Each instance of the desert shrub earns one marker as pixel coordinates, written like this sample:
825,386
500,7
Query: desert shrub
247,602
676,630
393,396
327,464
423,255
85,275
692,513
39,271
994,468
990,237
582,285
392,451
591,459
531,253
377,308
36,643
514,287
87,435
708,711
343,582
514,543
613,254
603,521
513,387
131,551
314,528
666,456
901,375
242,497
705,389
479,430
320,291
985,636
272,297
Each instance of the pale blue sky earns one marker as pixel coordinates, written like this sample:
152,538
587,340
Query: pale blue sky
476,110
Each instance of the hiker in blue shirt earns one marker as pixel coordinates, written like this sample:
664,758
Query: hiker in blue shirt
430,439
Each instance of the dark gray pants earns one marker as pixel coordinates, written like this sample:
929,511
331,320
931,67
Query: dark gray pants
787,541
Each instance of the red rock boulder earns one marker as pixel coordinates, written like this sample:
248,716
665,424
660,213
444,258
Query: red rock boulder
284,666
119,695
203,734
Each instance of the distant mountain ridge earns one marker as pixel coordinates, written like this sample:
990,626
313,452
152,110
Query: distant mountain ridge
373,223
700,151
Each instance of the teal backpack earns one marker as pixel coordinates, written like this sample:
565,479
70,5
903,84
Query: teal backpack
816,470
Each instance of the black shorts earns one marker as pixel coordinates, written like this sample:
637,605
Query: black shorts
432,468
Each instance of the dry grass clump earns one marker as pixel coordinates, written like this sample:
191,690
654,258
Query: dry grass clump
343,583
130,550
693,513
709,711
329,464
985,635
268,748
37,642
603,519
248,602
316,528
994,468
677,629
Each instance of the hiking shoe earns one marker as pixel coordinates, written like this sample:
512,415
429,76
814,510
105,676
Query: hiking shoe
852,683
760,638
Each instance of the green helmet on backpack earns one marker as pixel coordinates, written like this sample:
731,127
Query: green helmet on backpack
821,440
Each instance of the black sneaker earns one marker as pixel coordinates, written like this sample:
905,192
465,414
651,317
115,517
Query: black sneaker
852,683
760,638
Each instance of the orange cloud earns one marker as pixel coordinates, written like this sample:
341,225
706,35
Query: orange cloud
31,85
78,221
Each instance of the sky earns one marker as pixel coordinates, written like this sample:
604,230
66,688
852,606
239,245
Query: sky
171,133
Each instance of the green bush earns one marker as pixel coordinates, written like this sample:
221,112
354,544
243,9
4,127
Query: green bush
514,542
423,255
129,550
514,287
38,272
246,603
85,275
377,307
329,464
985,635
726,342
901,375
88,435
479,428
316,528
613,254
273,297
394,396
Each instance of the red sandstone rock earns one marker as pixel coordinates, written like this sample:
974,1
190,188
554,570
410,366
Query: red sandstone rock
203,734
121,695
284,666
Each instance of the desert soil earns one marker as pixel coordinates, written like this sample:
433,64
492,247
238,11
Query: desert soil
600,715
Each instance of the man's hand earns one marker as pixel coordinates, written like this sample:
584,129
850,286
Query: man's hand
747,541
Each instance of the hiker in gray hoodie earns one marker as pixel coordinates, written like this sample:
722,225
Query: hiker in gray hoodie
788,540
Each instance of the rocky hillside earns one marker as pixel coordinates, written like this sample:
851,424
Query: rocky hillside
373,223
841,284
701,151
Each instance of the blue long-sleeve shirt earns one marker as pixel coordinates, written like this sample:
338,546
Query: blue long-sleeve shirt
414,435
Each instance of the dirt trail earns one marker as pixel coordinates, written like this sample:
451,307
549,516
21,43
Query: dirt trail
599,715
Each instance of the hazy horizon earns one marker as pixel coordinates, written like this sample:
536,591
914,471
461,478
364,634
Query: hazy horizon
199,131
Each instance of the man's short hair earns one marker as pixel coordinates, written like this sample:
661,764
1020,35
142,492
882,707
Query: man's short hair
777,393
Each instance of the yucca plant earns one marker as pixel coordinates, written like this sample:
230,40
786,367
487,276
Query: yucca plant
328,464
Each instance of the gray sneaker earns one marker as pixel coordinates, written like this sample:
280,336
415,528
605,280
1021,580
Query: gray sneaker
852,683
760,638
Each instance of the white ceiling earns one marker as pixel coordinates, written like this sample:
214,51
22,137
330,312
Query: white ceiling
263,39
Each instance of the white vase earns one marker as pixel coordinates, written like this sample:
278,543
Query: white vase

==*==

> [Task description]: Rewrite the lines from the one containing "Each instance of the white vase" through the last line above, switching "white vase" to "blue vase" and keeping everything else the same.

> [Task response]:
Each instance of the blue vase earns one marker as pixel coordinates, written like this sample:
278,543
Query: blue vase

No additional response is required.